(begin)

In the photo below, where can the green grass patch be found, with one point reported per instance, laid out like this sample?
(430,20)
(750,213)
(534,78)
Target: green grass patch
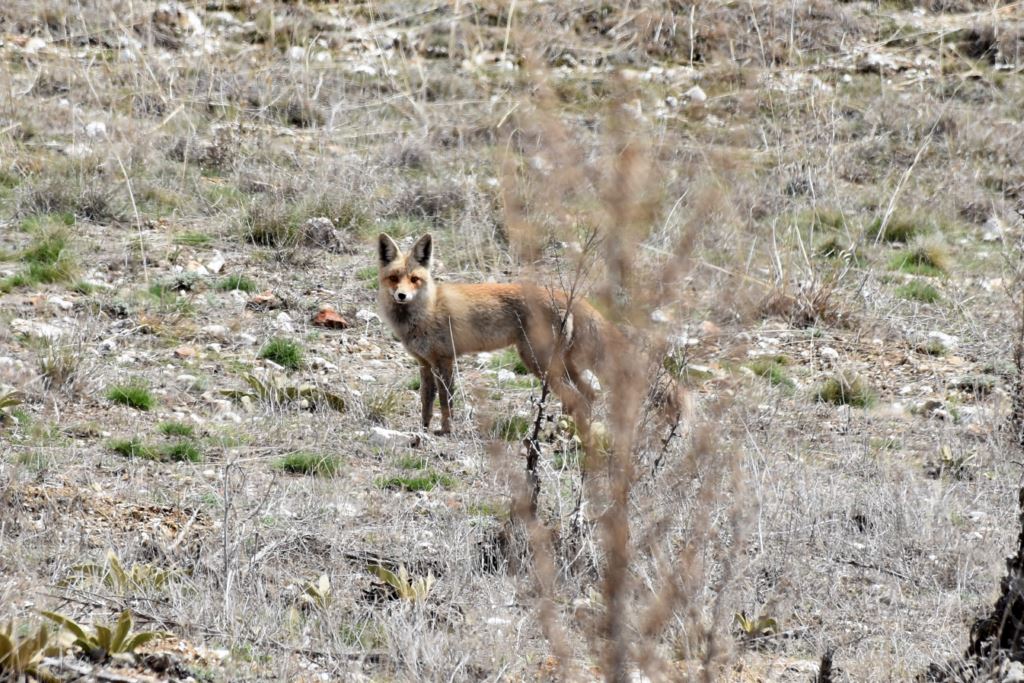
(916,290)
(368,276)
(511,428)
(178,429)
(241,283)
(509,359)
(46,260)
(180,452)
(413,463)
(193,239)
(134,394)
(133,447)
(902,228)
(314,464)
(283,351)
(845,389)
(772,369)
(924,258)
(426,481)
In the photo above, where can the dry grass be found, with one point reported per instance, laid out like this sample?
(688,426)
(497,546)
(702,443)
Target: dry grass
(837,147)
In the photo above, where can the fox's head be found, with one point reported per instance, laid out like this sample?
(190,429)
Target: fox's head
(407,276)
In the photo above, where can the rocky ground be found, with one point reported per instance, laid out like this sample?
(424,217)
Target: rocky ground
(205,422)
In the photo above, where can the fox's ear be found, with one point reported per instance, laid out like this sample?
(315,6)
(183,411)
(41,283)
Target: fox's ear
(387,248)
(422,251)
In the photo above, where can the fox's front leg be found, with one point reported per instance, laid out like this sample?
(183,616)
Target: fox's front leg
(428,391)
(444,371)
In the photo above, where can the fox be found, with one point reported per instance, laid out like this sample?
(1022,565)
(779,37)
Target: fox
(561,339)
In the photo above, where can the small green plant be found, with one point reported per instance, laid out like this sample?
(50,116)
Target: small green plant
(773,370)
(47,259)
(413,463)
(240,283)
(406,587)
(368,276)
(900,228)
(317,594)
(422,482)
(285,352)
(315,464)
(105,640)
(180,452)
(752,629)
(9,398)
(179,429)
(193,239)
(114,575)
(512,427)
(134,394)
(509,359)
(916,290)
(273,394)
(923,258)
(132,447)
(20,655)
(846,389)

(end)

• _Task details_:
Rewrite every line of the items above with "sample" swapped for "template" wherever it occurs, keeping everything else identical. Leave the pictures out of your output.

• _Answer to the task_:
In the photo below, where can the green grass patch be found, with one point reported per instance, laid out like this template?
(430,20)
(750,213)
(534,78)
Target: green grass patch
(916,290)
(368,276)
(511,428)
(178,429)
(241,283)
(509,359)
(46,260)
(180,452)
(413,463)
(193,239)
(134,394)
(133,447)
(902,228)
(314,464)
(283,351)
(845,389)
(772,369)
(924,258)
(426,481)
In the photo above, where can the dry grass be found, with one point reported per instance, laid out like this template?
(688,426)
(497,546)
(702,443)
Target: dry grass
(837,147)
In the photo above, where can the fox's head be found, with one point reported per instance, laid out like this template?
(190,429)
Target: fox's head
(407,276)
In the photo above, where can the rocky ground be found, with one point reported per instance, laid out like this template?
(424,217)
Target: rocky ground
(205,422)
In the photo above, where can the fox's ear be found, with one point reported per instance, laid out like this template?
(315,6)
(183,411)
(41,283)
Target: fox's ear
(387,248)
(422,251)
In the photo above, where can the fox's front leg be found, with one point reported per instance, laid out like this template?
(183,616)
Target: fox's front leg
(428,391)
(444,371)
In the photo above, where can the fox be found, with one point reported per instance, laid out like this template?
(1022,565)
(779,37)
Target: fox
(561,339)
In the photo above, where can the small green plant be found, with one point reported per instance, laid out like this template?
(50,116)
Target: small green plant
(773,370)
(47,259)
(413,463)
(240,283)
(406,587)
(368,276)
(900,228)
(317,594)
(422,482)
(285,352)
(315,464)
(105,640)
(180,452)
(752,629)
(9,398)
(179,429)
(193,239)
(114,575)
(512,427)
(134,394)
(509,359)
(916,290)
(273,394)
(923,258)
(132,447)
(20,655)
(846,389)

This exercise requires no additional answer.